= Objective =
Reproduce exactly the lines from the one containing "Segment every instance of the woman's right" through the last line of the records below, both included, and nothing else.

BEGIN Listed entries

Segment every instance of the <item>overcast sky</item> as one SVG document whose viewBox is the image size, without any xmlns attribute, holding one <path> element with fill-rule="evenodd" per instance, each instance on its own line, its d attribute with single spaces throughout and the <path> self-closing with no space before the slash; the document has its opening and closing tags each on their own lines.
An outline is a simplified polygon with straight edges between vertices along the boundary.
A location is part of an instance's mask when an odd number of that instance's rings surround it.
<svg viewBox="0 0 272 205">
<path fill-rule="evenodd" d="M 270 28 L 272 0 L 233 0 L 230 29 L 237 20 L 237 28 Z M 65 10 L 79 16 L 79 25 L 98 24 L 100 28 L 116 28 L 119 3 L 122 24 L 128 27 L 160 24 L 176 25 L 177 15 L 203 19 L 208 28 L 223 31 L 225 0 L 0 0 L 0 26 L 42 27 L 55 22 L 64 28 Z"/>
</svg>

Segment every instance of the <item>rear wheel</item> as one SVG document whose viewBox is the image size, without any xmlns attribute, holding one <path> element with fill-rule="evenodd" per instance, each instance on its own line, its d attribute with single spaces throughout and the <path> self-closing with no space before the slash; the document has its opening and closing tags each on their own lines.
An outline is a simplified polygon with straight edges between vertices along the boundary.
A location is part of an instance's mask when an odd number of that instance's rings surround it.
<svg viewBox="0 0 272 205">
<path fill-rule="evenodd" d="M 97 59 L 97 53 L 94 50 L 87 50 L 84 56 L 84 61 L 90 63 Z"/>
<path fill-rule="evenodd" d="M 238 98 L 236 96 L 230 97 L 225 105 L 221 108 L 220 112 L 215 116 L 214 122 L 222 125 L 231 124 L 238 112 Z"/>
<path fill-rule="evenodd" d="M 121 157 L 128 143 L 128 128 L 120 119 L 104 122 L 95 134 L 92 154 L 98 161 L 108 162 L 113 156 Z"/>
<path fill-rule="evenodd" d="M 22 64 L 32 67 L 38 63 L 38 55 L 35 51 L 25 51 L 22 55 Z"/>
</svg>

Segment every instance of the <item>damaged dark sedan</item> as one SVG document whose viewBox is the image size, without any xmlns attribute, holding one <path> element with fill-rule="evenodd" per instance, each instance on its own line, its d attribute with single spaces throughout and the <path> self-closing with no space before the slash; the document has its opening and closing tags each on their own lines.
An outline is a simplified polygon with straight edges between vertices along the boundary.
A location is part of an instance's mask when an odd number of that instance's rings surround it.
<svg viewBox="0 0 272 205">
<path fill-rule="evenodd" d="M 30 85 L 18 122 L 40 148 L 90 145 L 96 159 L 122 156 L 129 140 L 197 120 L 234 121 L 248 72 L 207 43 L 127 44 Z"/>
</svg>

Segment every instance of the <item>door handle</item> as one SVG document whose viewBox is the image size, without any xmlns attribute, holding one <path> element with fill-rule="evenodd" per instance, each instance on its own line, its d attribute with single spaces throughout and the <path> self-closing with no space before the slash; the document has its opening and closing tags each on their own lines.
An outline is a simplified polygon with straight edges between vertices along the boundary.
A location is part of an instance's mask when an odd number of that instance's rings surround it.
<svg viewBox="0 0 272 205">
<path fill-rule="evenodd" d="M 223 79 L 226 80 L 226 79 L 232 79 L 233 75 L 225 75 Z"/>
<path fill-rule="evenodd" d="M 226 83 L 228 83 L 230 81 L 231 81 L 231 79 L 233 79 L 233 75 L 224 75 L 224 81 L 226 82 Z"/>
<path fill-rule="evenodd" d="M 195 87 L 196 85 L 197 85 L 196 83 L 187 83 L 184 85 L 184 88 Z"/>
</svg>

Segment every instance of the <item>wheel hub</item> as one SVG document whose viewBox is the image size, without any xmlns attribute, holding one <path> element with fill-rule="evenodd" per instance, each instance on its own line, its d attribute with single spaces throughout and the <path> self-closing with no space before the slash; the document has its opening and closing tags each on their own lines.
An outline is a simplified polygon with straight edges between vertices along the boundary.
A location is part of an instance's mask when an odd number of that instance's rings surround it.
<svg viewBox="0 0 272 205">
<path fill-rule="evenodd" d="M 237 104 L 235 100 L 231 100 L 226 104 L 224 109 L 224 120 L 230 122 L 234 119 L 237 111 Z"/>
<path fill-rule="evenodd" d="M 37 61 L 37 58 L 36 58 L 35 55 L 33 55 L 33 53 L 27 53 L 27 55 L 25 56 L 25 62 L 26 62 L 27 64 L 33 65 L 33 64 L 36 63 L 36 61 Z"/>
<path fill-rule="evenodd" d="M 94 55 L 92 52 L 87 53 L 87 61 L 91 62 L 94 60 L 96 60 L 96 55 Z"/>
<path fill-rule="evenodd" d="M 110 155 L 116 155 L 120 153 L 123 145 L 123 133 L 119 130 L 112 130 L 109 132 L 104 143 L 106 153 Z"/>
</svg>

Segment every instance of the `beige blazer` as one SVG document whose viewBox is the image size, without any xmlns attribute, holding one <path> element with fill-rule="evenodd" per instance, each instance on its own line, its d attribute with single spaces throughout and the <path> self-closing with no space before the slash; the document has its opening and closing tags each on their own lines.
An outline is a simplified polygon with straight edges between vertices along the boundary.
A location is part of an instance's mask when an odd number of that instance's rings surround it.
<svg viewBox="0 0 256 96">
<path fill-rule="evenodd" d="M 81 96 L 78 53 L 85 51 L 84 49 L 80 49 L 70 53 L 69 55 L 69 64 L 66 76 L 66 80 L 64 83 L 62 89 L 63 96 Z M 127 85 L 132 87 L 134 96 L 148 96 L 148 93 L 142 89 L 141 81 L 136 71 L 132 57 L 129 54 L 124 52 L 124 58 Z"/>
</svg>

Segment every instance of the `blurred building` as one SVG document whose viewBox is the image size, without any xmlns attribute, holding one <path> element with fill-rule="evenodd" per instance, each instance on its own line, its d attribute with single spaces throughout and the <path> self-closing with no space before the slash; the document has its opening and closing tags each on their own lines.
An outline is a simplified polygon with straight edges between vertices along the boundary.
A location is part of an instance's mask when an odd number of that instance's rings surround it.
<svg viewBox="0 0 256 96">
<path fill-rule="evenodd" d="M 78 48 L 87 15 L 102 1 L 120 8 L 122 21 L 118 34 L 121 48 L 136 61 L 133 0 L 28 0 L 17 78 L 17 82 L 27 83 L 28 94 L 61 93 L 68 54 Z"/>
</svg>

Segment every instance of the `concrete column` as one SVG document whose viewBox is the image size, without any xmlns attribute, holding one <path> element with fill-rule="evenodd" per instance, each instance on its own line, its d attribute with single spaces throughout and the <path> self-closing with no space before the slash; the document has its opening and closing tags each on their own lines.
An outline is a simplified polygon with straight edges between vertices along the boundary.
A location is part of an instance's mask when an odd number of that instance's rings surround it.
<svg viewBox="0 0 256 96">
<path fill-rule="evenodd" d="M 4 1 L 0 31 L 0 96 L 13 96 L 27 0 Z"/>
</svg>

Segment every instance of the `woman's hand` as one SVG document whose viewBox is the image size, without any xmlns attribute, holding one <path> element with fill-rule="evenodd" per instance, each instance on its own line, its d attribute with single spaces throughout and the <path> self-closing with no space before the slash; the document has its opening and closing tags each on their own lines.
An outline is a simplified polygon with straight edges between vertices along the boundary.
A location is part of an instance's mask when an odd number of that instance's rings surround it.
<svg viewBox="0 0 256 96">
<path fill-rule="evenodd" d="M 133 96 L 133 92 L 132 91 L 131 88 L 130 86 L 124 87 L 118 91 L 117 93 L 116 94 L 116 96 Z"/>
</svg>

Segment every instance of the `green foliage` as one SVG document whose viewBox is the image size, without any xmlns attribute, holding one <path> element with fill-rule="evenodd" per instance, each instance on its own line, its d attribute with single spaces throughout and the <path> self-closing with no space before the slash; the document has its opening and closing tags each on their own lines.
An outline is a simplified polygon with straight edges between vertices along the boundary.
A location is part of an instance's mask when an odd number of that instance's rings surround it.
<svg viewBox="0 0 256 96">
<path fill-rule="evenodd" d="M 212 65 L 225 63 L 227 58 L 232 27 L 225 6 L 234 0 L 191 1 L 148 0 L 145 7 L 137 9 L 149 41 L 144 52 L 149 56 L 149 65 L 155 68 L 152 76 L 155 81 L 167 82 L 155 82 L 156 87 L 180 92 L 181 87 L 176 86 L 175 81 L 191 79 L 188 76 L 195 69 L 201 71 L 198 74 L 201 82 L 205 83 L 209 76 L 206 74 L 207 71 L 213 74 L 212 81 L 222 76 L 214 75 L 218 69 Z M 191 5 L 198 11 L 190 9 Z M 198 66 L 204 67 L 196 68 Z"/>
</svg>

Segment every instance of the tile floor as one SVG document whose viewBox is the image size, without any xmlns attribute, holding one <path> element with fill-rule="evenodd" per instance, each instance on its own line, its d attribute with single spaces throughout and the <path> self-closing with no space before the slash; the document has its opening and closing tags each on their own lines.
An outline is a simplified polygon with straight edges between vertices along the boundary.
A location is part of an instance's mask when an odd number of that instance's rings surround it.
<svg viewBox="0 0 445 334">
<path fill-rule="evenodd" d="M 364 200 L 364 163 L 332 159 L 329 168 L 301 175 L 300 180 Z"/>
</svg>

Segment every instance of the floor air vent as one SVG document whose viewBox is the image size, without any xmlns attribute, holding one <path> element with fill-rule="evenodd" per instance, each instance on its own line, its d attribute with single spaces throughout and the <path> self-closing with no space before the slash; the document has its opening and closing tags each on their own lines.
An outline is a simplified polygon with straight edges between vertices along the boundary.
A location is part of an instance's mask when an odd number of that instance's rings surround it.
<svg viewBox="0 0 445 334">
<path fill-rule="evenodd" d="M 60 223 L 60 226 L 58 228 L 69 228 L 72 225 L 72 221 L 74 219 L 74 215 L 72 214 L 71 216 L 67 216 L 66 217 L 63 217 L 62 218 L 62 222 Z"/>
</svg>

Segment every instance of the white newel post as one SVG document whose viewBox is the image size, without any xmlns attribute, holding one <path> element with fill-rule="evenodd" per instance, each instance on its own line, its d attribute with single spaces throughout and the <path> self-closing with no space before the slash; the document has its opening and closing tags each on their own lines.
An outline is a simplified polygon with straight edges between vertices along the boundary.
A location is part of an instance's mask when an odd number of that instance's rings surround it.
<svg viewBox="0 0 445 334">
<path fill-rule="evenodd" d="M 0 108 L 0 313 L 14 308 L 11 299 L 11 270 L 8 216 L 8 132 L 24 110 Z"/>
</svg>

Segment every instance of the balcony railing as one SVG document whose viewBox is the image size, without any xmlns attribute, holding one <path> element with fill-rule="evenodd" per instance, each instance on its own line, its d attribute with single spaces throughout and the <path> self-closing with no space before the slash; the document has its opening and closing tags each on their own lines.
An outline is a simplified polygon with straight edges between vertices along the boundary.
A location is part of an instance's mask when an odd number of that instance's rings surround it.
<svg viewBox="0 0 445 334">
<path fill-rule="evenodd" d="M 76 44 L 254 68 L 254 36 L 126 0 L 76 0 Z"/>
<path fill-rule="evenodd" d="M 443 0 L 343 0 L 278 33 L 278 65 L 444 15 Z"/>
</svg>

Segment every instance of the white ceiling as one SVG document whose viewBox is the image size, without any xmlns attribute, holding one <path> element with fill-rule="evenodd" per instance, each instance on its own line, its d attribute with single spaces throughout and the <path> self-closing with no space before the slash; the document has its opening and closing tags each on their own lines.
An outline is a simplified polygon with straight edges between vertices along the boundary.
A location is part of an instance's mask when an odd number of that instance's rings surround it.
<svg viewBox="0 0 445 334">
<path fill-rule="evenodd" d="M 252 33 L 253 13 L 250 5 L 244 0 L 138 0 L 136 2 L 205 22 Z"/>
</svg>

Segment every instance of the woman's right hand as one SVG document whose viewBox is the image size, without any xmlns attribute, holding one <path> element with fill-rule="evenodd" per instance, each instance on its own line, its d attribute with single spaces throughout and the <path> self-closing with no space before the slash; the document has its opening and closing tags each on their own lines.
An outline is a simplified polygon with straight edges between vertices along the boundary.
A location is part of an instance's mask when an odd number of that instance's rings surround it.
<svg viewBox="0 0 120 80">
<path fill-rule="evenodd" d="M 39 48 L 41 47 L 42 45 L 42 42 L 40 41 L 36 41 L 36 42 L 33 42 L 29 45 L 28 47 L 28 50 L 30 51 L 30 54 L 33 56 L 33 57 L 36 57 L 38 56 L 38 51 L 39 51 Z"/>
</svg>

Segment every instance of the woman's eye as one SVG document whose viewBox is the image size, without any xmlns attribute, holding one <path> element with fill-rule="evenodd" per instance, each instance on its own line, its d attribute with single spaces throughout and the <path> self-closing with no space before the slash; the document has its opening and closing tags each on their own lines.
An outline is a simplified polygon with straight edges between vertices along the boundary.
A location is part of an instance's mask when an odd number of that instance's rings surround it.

END Listed entries

= Exercise result =
Segment every instance of the woman's right hand as one SVG document whose viewBox is the image size, without any xmlns attribute, holding one <path> element with fill-rule="evenodd" per instance, each instance on its own line, its d attribute with single spaces throughout and the <path> self-closing with no space before the slash; the document has its opening and closing tags each on their own lines.
An outline is a simplified polygon with straight edges between vertices along the boundary.
A location is part of an instance's mask when an odd number of that instance's rings surround it.
<svg viewBox="0 0 120 80">
<path fill-rule="evenodd" d="M 39 48 L 41 47 L 42 45 L 42 42 L 40 41 L 36 41 L 36 42 L 33 42 L 29 45 L 28 47 L 28 50 L 30 51 L 30 54 L 33 56 L 33 57 L 36 57 L 38 56 L 38 51 L 39 51 Z"/>
</svg>

Segment every instance of the woman's eye as one SVG document whose viewBox is the image size, without any xmlns attribute, holding one <path> element with fill-rule="evenodd" per instance, each instance on its own line, its d attribute with single spaces throughout and the <path> self-closing with no space before the slash; the document has its opening and closing tags each on their own lines.
An outline is a simplified polygon with straight edges between vertices along the boundary.
A location is part of an instance's mask when an odd number of that instance's rings surround it.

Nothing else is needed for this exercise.